(Records for processing Opens)

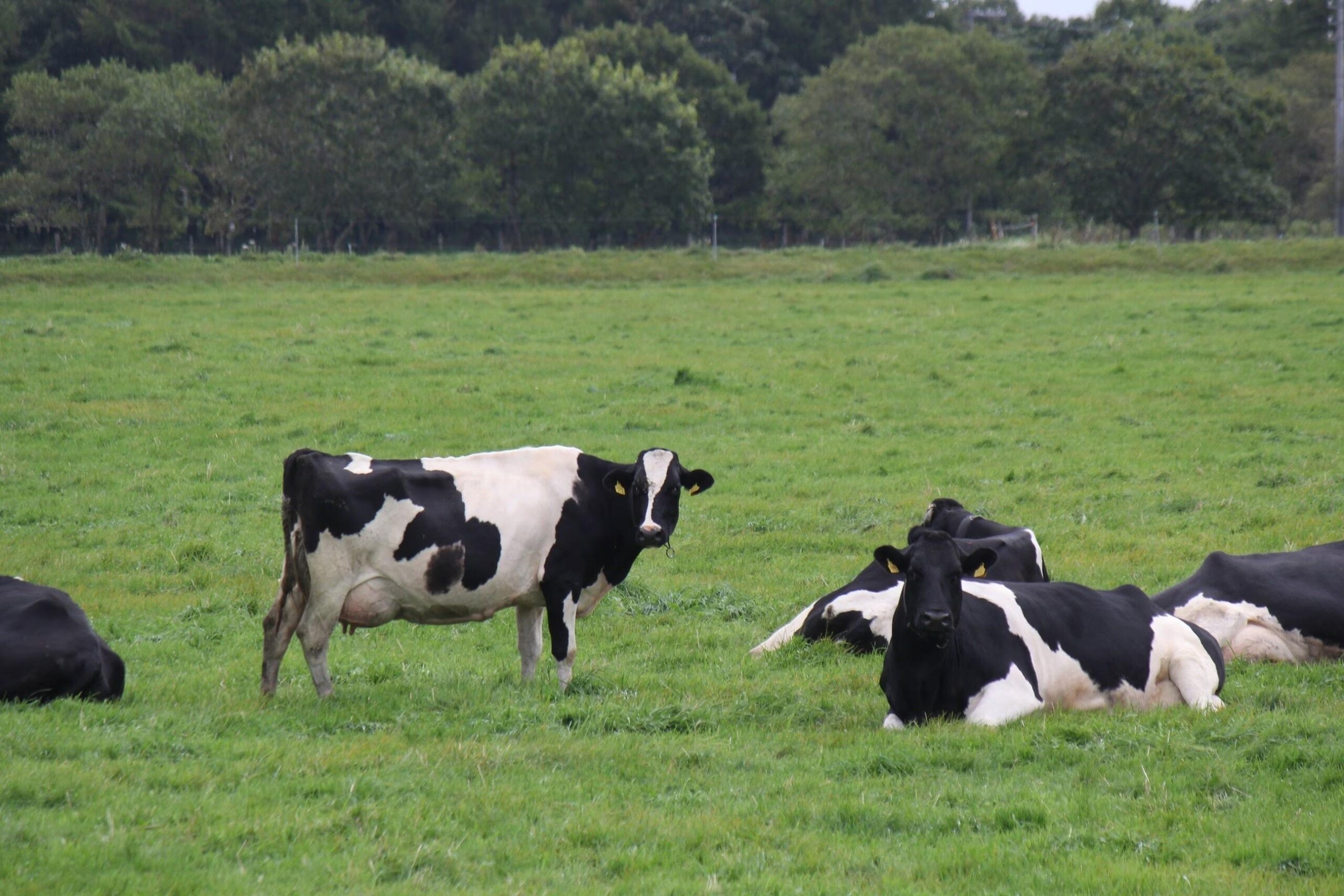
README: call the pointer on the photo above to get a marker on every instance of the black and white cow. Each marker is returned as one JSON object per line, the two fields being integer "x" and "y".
{"x": 991, "y": 652}
{"x": 1023, "y": 562}
{"x": 49, "y": 649}
{"x": 1287, "y": 608}
{"x": 457, "y": 539}
{"x": 858, "y": 614}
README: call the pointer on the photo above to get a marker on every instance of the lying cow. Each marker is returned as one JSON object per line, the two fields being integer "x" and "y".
{"x": 1288, "y": 608}
{"x": 457, "y": 539}
{"x": 859, "y": 614}
{"x": 1021, "y": 561}
{"x": 991, "y": 652}
{"x": 49, "y": 649}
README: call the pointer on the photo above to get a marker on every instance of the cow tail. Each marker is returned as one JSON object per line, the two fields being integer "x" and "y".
{"x": 783, "y": 635}
{"x": 296, "y": 555}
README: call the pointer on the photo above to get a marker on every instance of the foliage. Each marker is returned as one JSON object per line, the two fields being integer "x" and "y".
{"x": 734, "y": 125}
{"x": 901, "y": 132}
{"x": 69, "y": 172}
{"x": 343, "y": 132}
{"x": 1257, "y": 37}
{"x": 1129, "y": 416}
{"x": 1143, "y": 127}
{"x": 1303, "y": 147}
{"x": 565, "y": 148}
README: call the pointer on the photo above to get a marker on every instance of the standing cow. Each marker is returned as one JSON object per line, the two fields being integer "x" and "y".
{"x": 1287, "y": 608}
{"x": 457, "y": 539}
{"x": 991, "y": 652}
{"x": 49, "y": 649}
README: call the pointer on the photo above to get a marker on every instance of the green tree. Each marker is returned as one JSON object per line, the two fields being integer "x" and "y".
{"x": 342, "y": 132}
{"x": 901, "y": 133}
{"x": 166, "y": 131}
{"x": 1257, "y": 37}
{"x": 70, "y": 171}
{"x": 1304, "y": 147}
{"x": 1140, "y": 127}
{"x": 565, "y": 148}
{"x": 733, "y": 123}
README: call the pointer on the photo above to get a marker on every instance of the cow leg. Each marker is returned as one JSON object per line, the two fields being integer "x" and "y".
{"x": 315, "y": 632}
{"x": 1004, "y": 700}
{"x": 1196, "y": 679}
{"x": 279, "y": 628}
{"x": 530, "y": 638}
{"x": 561, "y": 604}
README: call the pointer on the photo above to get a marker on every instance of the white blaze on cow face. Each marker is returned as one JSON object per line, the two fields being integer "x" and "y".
{"x": 656, "y": 465}
{"x": 359, "y": 464}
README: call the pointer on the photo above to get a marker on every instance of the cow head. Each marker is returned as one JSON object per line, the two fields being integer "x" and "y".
{"x": 652, "y": 488}
{"x": 933, "y": 566}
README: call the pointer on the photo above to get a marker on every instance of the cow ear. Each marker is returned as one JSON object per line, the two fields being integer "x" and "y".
{"x": 618, "y": 480}
{"x": 894, "y": 559}
{"x": 695, "y": 481}
{"x": 978, "y": 562}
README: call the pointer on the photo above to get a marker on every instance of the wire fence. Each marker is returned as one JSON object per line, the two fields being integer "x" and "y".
{"x": 456, "y": 236}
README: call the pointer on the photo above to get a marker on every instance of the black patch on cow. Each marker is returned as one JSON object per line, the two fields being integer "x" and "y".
{"x": 444, "y": 570}
{"x": 1109, "y": 633}
{"x": 1214, "y": 652}
{"x": 49, "y": 649}
{"x": 924, "y": 681}
{"x": 1303, "y": 589}
{"x": 332, "y": 500}
{"x": 594, "y": 534}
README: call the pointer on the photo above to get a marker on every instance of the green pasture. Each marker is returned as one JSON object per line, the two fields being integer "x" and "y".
{"x": 1139, "y": 407}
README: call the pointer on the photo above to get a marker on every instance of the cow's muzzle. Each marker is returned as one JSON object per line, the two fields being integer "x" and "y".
{"x": 651, "y": 536}
{"x": 934, "y": 625}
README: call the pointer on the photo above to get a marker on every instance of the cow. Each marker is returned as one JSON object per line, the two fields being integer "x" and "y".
{"x": 441, "y": 541}
{"x": 1025, "y": 563}
{"x": 1287, "y": 608}
{"x": 49, "y": 649}
{"x": 991, "y": 652}
{"x": 858, "y": 614}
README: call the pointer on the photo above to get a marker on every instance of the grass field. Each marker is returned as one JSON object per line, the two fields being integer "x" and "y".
{"x": 1138, "y": 409}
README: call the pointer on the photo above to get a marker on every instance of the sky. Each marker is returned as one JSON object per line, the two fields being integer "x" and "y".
{"x": 1072, "y": 8}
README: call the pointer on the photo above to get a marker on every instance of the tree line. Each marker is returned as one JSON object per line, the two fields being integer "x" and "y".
{"x": 523, "y": 125}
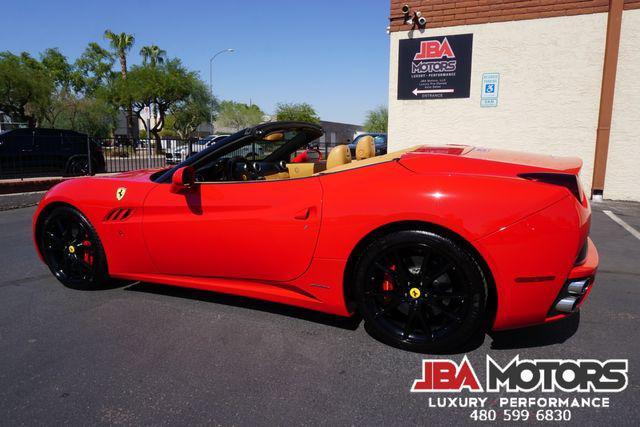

(Records for processing Closes)

### About this task:
Pictures stay out; everything else in the listing above gets restated word for word.

### Exercise output:
README: call the pointer on the photo above to get a marker on every instance of the black and white cow. Each marker is returned as one JSON object per line, the two fields being integer "x" and "y".
{"x": 991, "y": 652}
{"x": 1023, "y": 562}
{"x": 49, "y": 649}
{"x": 1287, "y": 608}
{"x": 457, "y": 539}
{"x": 858, "y": 614}
README: call the pointer on the photo above to get a marker on every instance of the lying cow. Each marker is returned as one JSON object per line, the two fields being integer "x" and "y".
{"x": 1288, "y": 608}
{"x": 457, "y": 539}
{"x": 859, "y": 614}
{"x": 1021, "y": 561}
{"x": 991, "y": 652}
{"x": 49, "y": 649}
README: call the pointer on the photo above to get a marker on every instance of the cow tail. Each marker is returned as one JSON object per line, the two fields being integer "x" and "y".
{"x": 783, "y": 635}
{"x": 296, "y": 555}
README: call the pointer on the photo above to get a marker on every instance of the foliage. Each marker is returned as one JSON object per line, the two fields being integer "x" and "y".
{"x": 734, "y": 125}
{"x": 901, "y": 132}
{"x": 69, "y": 172}
{"x": 343, "y": 132}
{"x": 1257, "y": 37}
{"x": 1129, "y": 416}
{"x": 1143, "y": 127}
{"x": 1303, "y": 147}
{"x": 565, "y": 148}
README: call the pointer on the photo above to get a marker on every instance of the standing cow. Each marker is returned as one JSON object per line, the two fields being integer "x" and "y".
{"x": 1287, "y": 608}
{"x": 457, "y": 539}
{"x": 991, "y": 652}
{"x": 49, "y": 649}
README: call the pointer on the photo above to get a marker on every instance of the green tree. Each marker is returned as one JSON object per line, the two fields being integer "x" and "y".
{"x": 342, "y": 132}
{"x": 901, "y": 133}
{"x": 166, "y": 131}
{"x": 1257, "y": 37}
{"x": 70, "y": 171}
{"x": 1304, "y": 147}
{"x": 1140, "y": 127}
{"x": 565, "y": 148}
{"x": 733, "y": 123}
README: call the pointer on the photo above to get a marker on every instance of the cow leg. Each marker is returned as one JSON object per line, the two fields being integer "x" and "y".
{"x": 315, "y": 632}
{"x": 1004, "y": 700}
{"x": 1196, "y": 679}
{"x": 279, "y": 628}
{"x": 530, "y": 638}
{"x": 561, "y": 604}
README: call the pointer on the photo above to get a marker on every instance of the white blaze on cow face. Each marker is returned as one JSON object per line, the two fields being integer "x" and "y".
{"x": 656, "y": 465}
{"x": 359, "y": 464}
README: call the pointer on the photo above to get a marker on every instance of the cow head. Each marker is returned as one JSON object per line, the two fields being integer "x" and "y".
{"x": 652, "y": 488}
{"x": 933, "y": 566}
README: call the pointer on the photo above to get a marker on every instance of the cow ear. Each marker is returned as one JSON object per line, the two fields being integer "x" and "y".
{"x": 618, "y": 480}
{"x": 894, "y": 559}
{"x": 695, "y": 481}
{"x": 978, "y": 562}
README: call the pointer on the photo above to get a marker on every instance of the wire fence. Each marker is returned as one JSON object per line, the two fields being integer "x" and "y".
{"x": 456, "y": 236}
README: call the pointer on the photo above to get a marker on every instance of the black patch on cow. Each marker is returned as one JSON object per line, the two fields being integer "x" and "y".
{"x": 444, "y": 570}
{"x": 1109, "y": 633}
{"x": 1214, "y": 652}
{"x": 49, "y": 649}
{"x": 924, "y": 681}
{"x": 1303, "y": 589}
{"x": 332, "y": 500}
{"x": 594, "y": 534}
README: call the pointer on the photo above to get a marker on every instance of the green pasture. Each marker is returned as one JSON object per line, the two fields being integer "x" and "y".
{"x": 1139, "y": 407}
README: call the pointer on the photo above to get a marker on every instance of the cow's muzzle. Each marker is returned as one JSON object per line, the two fields being integer "x" and "y".
{"x": 651, "y": 536}
{"x": 934, "y": 625}
README: call the pointer on the photo above to get a marker on every instance of the cow. Each marker is returned as one JSON object per line, the two fields being integer "x" and "y".
{"x": 441, "y": 541}
{"x": 1025, "y": 563}
{"x": 1287, "y": 608}
{"x": 49, "y": 649}
{"x": 991, "y": 652}
{"x": 858, "y": 614}
README: call the pointer on the photo above to get a marker on every instance of the grass field. Each marker is returned as one JSON object per line, the two fields being integer "x" and "y".
{"x": 1138, "y": 409}
README: call the pointer on the photo above to get a marker on every instance of the sky. Each marker is returned as one JSON object per line, the two fields being integer "x" and "y".
{"x": 1072, "y": 8}
README: call the pointer on the photo above to get a marker on every instance of the tree line. Each marker is returned as one JSON object per line, the two fields being integer "x" and "y".
{"x": 523, "y": 125}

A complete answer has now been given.